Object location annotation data
## START
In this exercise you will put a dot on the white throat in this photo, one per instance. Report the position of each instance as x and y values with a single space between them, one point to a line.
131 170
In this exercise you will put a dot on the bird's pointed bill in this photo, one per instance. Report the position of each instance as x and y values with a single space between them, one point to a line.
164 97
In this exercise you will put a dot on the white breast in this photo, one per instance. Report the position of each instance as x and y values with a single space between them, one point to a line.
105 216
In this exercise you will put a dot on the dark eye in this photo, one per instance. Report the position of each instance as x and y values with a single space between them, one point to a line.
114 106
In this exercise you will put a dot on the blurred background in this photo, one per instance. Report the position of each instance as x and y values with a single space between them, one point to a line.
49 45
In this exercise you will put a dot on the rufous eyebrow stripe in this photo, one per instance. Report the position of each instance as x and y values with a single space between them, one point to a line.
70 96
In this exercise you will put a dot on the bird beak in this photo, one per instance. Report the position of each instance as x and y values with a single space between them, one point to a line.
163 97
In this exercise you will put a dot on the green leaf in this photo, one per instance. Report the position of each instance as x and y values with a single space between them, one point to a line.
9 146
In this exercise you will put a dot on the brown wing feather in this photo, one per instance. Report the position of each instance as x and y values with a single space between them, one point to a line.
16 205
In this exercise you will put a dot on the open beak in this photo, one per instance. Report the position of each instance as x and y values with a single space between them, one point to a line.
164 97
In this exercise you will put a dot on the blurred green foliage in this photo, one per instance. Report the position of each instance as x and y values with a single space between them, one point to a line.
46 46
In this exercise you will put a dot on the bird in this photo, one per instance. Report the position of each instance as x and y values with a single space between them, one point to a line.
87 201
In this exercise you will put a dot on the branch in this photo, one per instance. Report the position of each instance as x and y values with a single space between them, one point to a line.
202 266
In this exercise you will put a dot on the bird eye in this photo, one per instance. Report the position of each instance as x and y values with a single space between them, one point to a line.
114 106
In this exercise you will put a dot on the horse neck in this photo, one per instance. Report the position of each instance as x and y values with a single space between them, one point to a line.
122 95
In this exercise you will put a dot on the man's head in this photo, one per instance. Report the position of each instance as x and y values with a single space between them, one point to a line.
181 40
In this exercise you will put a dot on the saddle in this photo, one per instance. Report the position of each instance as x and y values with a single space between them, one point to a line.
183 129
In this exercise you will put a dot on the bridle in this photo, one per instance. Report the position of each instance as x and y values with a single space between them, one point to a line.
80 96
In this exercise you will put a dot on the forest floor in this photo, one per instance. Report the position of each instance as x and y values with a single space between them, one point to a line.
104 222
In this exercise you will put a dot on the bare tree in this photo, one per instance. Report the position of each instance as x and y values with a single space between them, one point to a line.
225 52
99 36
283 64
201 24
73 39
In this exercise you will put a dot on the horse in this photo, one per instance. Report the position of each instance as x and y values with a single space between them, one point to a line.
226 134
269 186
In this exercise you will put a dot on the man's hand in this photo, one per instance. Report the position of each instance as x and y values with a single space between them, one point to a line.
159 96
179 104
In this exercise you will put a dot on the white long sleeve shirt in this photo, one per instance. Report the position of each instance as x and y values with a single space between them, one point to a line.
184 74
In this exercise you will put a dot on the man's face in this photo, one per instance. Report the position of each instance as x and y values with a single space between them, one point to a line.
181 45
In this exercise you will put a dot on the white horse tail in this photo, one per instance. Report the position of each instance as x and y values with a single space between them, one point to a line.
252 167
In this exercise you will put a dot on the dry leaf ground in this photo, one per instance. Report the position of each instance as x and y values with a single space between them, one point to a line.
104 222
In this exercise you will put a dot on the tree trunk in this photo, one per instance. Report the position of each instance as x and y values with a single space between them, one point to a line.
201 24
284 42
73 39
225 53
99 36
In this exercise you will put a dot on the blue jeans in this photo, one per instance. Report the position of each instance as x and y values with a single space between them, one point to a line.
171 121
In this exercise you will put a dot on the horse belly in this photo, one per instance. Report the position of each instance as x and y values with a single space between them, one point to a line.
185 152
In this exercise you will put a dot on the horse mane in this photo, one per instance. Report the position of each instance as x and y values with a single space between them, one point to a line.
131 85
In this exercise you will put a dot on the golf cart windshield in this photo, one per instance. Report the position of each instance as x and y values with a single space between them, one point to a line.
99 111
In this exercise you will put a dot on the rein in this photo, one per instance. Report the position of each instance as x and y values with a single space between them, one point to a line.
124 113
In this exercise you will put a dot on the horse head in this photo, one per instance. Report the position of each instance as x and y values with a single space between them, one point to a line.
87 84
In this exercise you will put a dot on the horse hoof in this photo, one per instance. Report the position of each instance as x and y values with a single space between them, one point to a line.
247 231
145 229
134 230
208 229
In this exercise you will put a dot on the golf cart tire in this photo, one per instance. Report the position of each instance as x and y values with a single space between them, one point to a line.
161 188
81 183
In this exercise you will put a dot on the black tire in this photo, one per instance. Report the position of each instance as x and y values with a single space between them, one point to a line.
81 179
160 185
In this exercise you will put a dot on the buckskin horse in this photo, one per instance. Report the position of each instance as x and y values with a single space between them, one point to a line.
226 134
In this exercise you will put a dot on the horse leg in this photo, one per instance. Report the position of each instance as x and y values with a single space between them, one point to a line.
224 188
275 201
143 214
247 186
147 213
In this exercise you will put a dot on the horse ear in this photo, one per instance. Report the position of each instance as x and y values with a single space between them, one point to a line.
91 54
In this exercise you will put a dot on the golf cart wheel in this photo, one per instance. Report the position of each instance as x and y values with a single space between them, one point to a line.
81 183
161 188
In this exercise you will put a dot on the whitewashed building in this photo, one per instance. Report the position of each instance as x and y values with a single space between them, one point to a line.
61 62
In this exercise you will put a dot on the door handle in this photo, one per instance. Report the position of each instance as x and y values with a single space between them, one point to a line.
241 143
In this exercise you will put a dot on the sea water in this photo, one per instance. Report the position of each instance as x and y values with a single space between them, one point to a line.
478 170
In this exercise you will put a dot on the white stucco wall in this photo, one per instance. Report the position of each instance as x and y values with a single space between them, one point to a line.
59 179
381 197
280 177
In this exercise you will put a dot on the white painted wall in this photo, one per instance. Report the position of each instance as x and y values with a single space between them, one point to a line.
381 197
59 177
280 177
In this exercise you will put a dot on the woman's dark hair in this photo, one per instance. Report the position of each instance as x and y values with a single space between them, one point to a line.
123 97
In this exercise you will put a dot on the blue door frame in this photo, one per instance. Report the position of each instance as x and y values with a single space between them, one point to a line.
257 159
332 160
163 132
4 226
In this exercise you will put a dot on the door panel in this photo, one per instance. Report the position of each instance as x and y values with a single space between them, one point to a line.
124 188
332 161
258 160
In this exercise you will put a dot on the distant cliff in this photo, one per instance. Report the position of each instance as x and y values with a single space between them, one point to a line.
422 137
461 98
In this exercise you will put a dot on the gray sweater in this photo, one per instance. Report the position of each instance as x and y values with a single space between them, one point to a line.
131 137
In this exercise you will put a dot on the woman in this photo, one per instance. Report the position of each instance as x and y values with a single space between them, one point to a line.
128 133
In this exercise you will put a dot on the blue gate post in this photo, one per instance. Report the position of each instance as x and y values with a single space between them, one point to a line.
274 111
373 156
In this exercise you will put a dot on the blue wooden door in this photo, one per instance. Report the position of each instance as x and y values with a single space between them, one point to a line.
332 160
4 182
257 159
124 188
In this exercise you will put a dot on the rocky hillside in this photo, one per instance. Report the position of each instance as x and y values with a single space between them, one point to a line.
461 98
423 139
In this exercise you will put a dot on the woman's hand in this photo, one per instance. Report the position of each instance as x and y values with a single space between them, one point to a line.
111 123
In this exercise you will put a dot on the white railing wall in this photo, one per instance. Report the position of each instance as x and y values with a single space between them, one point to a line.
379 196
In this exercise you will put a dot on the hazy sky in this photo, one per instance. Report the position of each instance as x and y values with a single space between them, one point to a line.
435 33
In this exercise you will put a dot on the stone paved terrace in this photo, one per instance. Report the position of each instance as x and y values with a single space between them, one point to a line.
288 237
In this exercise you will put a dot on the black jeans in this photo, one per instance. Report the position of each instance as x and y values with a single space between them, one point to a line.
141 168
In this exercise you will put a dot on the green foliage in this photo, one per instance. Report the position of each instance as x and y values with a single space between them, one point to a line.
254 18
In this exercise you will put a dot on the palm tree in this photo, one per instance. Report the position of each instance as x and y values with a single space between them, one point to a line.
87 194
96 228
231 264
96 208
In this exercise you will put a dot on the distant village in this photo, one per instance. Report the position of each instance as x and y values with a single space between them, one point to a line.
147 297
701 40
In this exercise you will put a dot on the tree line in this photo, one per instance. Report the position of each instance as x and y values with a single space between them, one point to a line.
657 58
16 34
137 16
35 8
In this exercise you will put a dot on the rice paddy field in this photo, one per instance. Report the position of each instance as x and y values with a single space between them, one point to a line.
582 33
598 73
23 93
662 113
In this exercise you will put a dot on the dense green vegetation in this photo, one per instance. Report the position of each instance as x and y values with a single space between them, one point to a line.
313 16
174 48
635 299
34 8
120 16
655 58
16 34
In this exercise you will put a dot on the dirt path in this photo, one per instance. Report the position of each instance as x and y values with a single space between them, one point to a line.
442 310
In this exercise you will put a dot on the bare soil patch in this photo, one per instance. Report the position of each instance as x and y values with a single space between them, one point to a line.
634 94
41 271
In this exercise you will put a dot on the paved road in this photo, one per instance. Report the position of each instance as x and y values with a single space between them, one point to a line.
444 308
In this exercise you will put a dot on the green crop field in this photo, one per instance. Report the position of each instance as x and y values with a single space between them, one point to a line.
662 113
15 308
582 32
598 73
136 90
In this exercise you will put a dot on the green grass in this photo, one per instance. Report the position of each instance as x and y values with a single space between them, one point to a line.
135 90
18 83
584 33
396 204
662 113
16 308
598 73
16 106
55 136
## END
Work to be completed: Write out only what runs from the line holding "the bare soil" through the last line of the records, exactly as shown.

Answer to this problem:
In this exercise you will put a dot on the bare soil patch in this photo, one per instance. Report the position of each instance as x and y values with a single space between them, one point to a line.
634 94
41 271
In this exercise you will put a dot on the paved road in this photo, one per instance. Report the position of each instance as x and y values with a single space between them, one point to a line.
444 308
In this exercise you will put a dot on the green crop field in this photo, one per instance. Report the position of each instance as x and y values with a single space between them, one point to a line.
662 113
15 308
582 32
598 73
136 90
In this exercise you will put a dot on the green grass in this photo, one per instance. Report the position of each instance as x and y values with a single space between them, one point to a line.
135 90
18 83
584 33
396 204
662 113
16 308
598 73
16 106
55 136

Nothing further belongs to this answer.